### Texto
------------------------------------------------------------------------
Natércia Maia (Almada) – “Nem me lembro de ter sido colocado o ventilador”

A necessidade de trazer alimento para casa foi mais forte que o medo de apanhar o vírus. Natércia Maia, de 62 anos, de Almada, acautelava as medidas sanitárias e o ‘milagre português’ aligeirava receios. Estávamos em abril de 2020.

“Ainda hoje não sei como aconteceu. Acho que não apanhei no trabalho (faz limpezas numa empresa da capital) porque já trabalhávamos por turnos com menos gente e os transportes públicos nem estavam tão carregados como antes”, afirma ao Semmais.

Mas, a verdade é que começou com muito cansaço e perda de paladar. “Chegou a um ponto em que nada me sabia a nada, e acho que também cheguei a ter falta de cheiro”.

Juntando sintomas, e por ter em casa familiares também com queixas, recorreu ao hospital e veredito foi fatal.  “Era Covid, fiquei para morrer, não sabia o que fazer à vida, porque mandaram-me ficar em casa”.

Um filho e uma das duas noras de Natércia também deram positivo, sendo que a nora doente, foi internada porque, explica, “começou a ter dificuldades em respirar e o cansaço tinha aumentado, a juntar à febre”. E mesmo antes da alta da sua familiar, que demorou “três a quatro dias no Garcia de Orta”, foi a sua vez.

“Estava confinada, recebia telefonemas diários da Saúde 24, mas o meu estado agravou, e a falta de ar foi tremenda, uma coisa sem explicação. Numa das noites que mal conseguia dormir fiquei mesmo assustada e fui direta ao hospital. Fiquei logo internada e no dia seguinte já estava nos cuidados intensivos”, relembra.
------------------------------------------------------------------------
### Dados fornecidos
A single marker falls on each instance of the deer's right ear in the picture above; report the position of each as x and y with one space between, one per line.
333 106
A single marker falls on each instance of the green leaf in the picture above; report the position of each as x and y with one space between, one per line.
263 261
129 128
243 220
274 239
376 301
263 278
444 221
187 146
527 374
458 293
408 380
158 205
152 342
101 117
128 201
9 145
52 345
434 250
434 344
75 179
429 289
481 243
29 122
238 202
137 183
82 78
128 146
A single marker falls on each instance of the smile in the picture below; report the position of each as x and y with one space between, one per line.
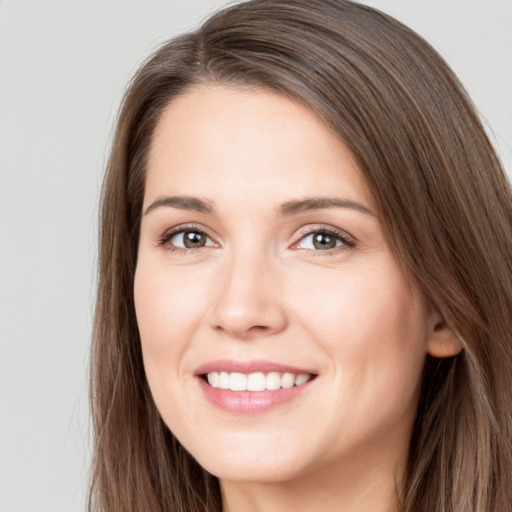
257 381
251 387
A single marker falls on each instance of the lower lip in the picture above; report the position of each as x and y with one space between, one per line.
250 402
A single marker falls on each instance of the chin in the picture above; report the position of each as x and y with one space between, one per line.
255 462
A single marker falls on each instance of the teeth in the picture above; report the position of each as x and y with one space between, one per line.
256 381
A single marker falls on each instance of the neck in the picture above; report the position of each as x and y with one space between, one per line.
354 487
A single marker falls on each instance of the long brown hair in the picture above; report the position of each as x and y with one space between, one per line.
443 200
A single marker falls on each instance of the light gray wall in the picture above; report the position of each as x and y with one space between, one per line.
63 67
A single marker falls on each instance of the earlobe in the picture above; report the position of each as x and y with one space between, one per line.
442 341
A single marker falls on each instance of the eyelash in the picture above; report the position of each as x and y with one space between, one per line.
346 241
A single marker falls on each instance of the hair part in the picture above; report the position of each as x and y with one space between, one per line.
444 203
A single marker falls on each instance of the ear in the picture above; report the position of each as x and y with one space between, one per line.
442 341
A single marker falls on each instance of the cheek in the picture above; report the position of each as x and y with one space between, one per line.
374 328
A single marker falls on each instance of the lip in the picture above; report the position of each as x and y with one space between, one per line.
252 366
249 402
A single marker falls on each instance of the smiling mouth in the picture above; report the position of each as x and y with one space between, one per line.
258 381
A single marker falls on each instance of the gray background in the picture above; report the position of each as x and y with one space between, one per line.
63 68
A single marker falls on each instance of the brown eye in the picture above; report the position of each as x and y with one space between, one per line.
323 241
188 239
194 239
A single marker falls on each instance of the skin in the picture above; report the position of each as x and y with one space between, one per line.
259 289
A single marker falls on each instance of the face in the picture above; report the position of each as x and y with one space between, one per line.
279 335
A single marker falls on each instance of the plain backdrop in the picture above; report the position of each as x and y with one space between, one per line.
63 68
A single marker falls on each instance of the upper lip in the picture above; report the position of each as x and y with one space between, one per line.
252 366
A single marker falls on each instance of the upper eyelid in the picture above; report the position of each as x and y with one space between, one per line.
300 234
305 231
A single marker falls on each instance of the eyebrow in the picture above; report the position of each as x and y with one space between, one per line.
319 203
287 209
182 203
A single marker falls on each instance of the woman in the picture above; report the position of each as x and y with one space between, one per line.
305 276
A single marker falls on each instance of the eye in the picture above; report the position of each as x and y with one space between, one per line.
323 240
188 238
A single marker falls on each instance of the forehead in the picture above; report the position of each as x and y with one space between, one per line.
223 142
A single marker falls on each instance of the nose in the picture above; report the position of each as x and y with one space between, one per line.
249 300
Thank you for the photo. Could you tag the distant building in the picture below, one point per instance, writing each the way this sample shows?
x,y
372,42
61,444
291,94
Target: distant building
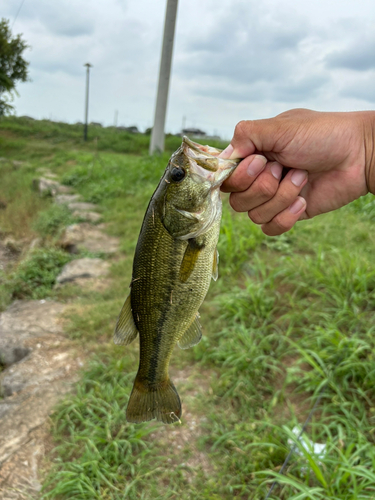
------------------------------------------------------------------------
### Problema A
Responde a estas perguntas com base no texto sobre Natércia Maia:
(i) Que idade tem Natércia Maia e onde vive?
(ii) Em que mês e ano se passa o que é contado?
(iii) Quanto tempo ficou a nora no Garcia de Orta?
### Problema B
Altera o texto sobre Natércia Maia: escreve de novo o trecho desde "A necessidade de" até "afirma ao Semmais.", inclusive, pondo "Setúbal" no lugar de "Almada".
### Problema C
Continua o relato de Natércia Maia a partir do ponto em que acaba.
Não é preciso usar os registos para nada.

### Resposta A
(i) Tem 62 anos e vive em Almada.
(ii) Em abril de 2020.
(iii) Três a quatro dias.

### Resposta B
A necessidade de trazer alimento para casa foi mais forte que o medo de apanhar o vírus. Natércia Maia, de 62 anos, de Setúbal, acautelava as medidas sanitárias e o ‘milagre português’ aligeirava receios. Estávamos em abril de 2020.

“Ainda hoje não sei como aconteceu. Acho que não apanhei no trabalho (faz limpezas numa empresa da capital) porque já trabalhávamos por turnos com menos gente e os transportes públicos nem estavam tão carregados como antes”, afirma ao Semmais.

### Resposta C
Natércia correu perigo de vida e, esteve onze dias em coma induzido, auxiliada por respiração assistida através de um ventilador. “Sinceramente nem lembro de me ter sido colocado o ventilador, devo ter desmaiado ou coisa parecida”.

Quando deu conta de si, sentia “o corpo gasto, muito inchaço e ainda dores em todo o lado, e a respiração ainda não estava muito normal”. Parecia que me tinham batido e, pior que isso, afiança, “foi estar ali sem ter notícias de casa”.

Foi lenta a recuperação, diz Natércia Maia passados dez meses. “Foi muito difícil, porque levei muito tempo a recuperar forças, o que me deixou de baixa um período de mais de quatro meses, mas depois fui vencendo esse problema”.

“Este coronavírus não é para brincar”, afirma. E, acrescenta: “sei do trabalho que todos os médicos, enfermeiros e auxiliares têm tido. Fui testemunha disso, e até continuo com medo de me poder voltar a acontecer, como se tem ouvido de outros casos”.